TASK DIRECTIONS
Every line of the records counts; transcribe each one exactly.

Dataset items
***

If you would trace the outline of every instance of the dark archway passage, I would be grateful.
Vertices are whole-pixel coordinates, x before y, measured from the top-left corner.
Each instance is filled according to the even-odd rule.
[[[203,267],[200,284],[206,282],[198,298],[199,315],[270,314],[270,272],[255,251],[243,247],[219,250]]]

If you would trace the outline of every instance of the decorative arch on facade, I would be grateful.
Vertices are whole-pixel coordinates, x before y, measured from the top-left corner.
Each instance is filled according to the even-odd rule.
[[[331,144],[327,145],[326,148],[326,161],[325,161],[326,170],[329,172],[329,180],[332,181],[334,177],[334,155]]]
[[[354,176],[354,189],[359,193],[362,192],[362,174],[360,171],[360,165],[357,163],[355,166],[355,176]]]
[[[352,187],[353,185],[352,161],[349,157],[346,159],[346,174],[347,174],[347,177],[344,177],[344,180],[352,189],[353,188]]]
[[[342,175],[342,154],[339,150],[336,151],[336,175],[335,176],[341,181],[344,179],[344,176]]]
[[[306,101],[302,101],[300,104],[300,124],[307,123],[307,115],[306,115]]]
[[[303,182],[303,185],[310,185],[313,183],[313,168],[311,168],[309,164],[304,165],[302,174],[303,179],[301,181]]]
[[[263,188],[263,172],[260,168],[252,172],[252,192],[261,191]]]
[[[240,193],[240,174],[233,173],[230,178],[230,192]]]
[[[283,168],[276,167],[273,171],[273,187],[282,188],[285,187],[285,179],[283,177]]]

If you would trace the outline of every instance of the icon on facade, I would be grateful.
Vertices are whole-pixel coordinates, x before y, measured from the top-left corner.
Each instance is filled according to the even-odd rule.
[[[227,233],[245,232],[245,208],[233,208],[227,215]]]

***

YOUR RESPONSE
If you would trace the outline of every instance of the dark archway passage, I would be grateful.
Vertices are whole-pixel coordinates, x before y, measured from the top-left corner.
Each instance is filled according to the even-odd rule.
[[[203,267],[200,284],[206,282],[198,298],[199,315],[270,314],[270,272],[255,251],[243,247],[219,250]]]

If you would trace the outline of every instance of the decorative arch on facade, I would be grateful.
Vertices are whole-pixel coordinates, x before y, measured from the top-left corner.
Each instance is filled according to the even-odd rule.
[[[331,144],[327,145],[326,148],[326,161],[325,161],[326,170],[329,172],[329,180],[332,181],[334,177],[334,155]]]
[[[354,176],[354,189],[359,193],[362,192],[362,174],[360,171],[360,165],[357,163],[355,166],[355,176]]]
[[[352,187],[353,185],[352,161],[349,157],[346,159],[346,174],[347,174],[347,177],[344,177],[344,180],[352,189],[353,188]]]
[[[342,175],[342,154],[339,150],[336,151],[336,175],[335,176],[341,181],[344,179],[344,176]]]
[[[306,101],[302,101],[300,104],[300,124],[307,123],[307,115],[306,115]]]
[[[303,182],[303,185],[310,185],[313,183],[313,168],[311,168],[309,164],[304,165],[302,174],[303,179],[301,181]]]
[[[263,188],[263,172],[260,168],[252,172],[252,192],[261,191]]]
[[[240,193],[240,174],[233,173],[230,178],[230,192]]]
[[[283,168],[276,167],[273,171],[273,187],[282,188],[285,187],[285,179],[283,177]]]

If you would trace the outline of every instance of the icon on facade, I would be grateful.
Vertices are whole-pixel coordinates, x before y, measured from the top-left corner.
Each instance is filled according to the even-odd rule.
[[[227,233],[245,232],[245,208],[233,208],[227,215]]]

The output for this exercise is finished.